[Start RECORDS FOR THE TASK]
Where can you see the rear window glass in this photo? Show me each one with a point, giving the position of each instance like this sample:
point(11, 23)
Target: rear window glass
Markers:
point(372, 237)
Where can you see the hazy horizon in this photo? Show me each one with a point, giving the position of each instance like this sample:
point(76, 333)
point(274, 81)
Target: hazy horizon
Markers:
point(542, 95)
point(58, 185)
[End RECORDS FOR THE TASK]
[Start RECORDS FOR THE TASK]
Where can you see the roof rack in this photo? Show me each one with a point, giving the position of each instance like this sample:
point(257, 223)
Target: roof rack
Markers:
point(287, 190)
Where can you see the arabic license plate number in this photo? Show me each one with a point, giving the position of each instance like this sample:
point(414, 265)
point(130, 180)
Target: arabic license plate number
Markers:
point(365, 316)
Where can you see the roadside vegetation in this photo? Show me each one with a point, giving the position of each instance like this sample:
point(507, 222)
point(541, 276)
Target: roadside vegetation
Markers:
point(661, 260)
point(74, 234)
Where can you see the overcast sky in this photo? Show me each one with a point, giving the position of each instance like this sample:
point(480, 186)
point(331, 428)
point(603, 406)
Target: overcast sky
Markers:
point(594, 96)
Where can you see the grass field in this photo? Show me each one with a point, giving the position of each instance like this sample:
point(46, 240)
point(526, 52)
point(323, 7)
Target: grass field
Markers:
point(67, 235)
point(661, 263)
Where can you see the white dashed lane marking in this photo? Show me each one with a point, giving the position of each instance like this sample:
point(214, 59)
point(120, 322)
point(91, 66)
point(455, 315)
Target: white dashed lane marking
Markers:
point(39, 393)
[End RECORDS FOR THE TASK]
__GIVEN INSTRUCTION__: Rewrite as a JSON list of strings, one string per line and blank lines omitted, the lines starting with the one containing "Where can you see the grass" and continuing through the one containing "point(39, 393)".

__SOLUTION__:
[
  "Where can you see the grass field in this photo? Show me each one with a point, giving the position of each instance like this sample:",
  "point(46, 240)",
  "point(526, 52)",
  "point(323, 7)",
  "Target: grass field",
  "Markers:",
  "point(67, 235)",
  "point(661, 263)",
  "Where can you see the white dashed lane marking in this photo? Show me each one with a point, giving the position of each instance like this sample:",
  "point(214, 59)",
  "point(120, 322)",
  "point(91, 66)",
  "point(455, 315)",
  "Target: white dashed lane marking",
  "Markers:",
  "point(39, 393)"
]